_SHORT PROBLEM_: List every line in the items below that contains the word "instance", matching case exactly.

-- Start of RECORDS FOR THE EXERCISE --

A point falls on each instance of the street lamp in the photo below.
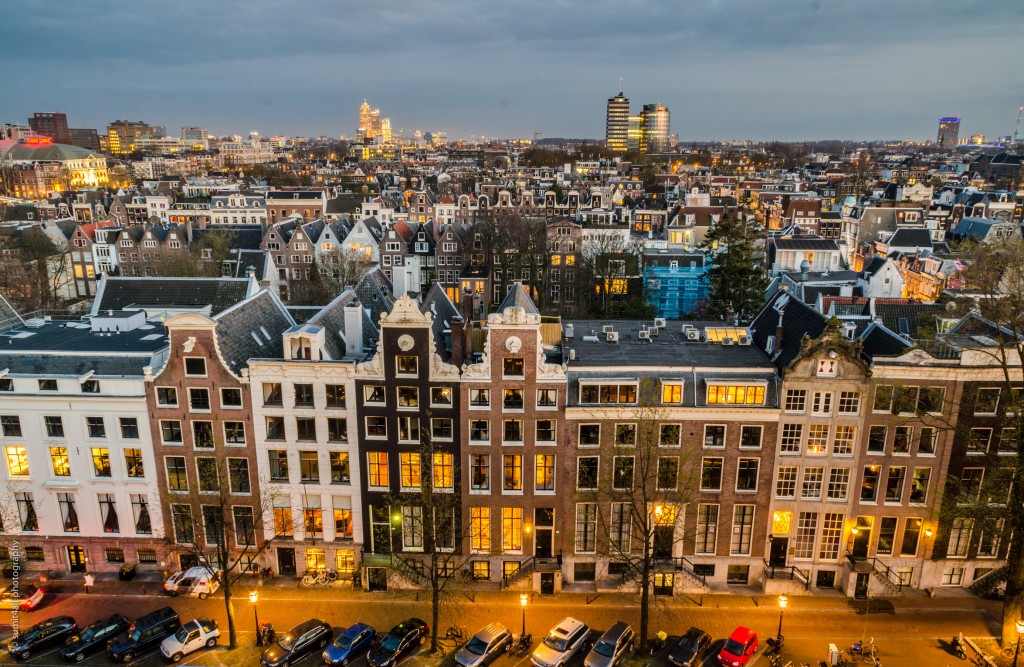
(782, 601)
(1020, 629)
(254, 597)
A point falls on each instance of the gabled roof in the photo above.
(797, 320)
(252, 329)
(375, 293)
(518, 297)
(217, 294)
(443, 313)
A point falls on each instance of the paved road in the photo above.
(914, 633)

-- End of RECORDS FOR THE EXERCISE --
-- Start of RECORDS FOR THE EXERCISE --

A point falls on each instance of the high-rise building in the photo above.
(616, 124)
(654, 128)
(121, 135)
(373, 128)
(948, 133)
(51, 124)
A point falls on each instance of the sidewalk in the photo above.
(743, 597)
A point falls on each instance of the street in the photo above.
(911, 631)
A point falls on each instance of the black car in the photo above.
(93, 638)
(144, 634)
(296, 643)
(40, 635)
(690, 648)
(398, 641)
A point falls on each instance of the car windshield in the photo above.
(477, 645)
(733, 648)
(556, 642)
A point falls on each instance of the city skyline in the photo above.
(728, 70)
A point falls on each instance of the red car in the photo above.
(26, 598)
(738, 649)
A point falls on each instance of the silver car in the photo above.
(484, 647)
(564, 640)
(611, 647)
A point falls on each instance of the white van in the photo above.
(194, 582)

-- End of RECORDS FOR THE EXERCISE --

_COMPLETED EXERCISE_:
A point falls on each instance of the street lamp in the photo below.
A point falls on each instance of the gabled roof in the photo above.
A point falls on each instance of the paved road in the photo above.
A point falls on each instance of the high-rise building in the photo above.
A point falls on each instance of the sidewalk in the photo above.
A point falls on each instance of the street in the photo above.
A point falls on each instance of the black car in the photo above.
A point falls on each instance of the car windshield in the photo above.
A point falls on each instance of the city skyline in the photo above.
A point falls on each instance of the red car in the photo above.
A point falls on each instance of the silver car in the photo above.
A point falls on each instance of the white van in the photo above.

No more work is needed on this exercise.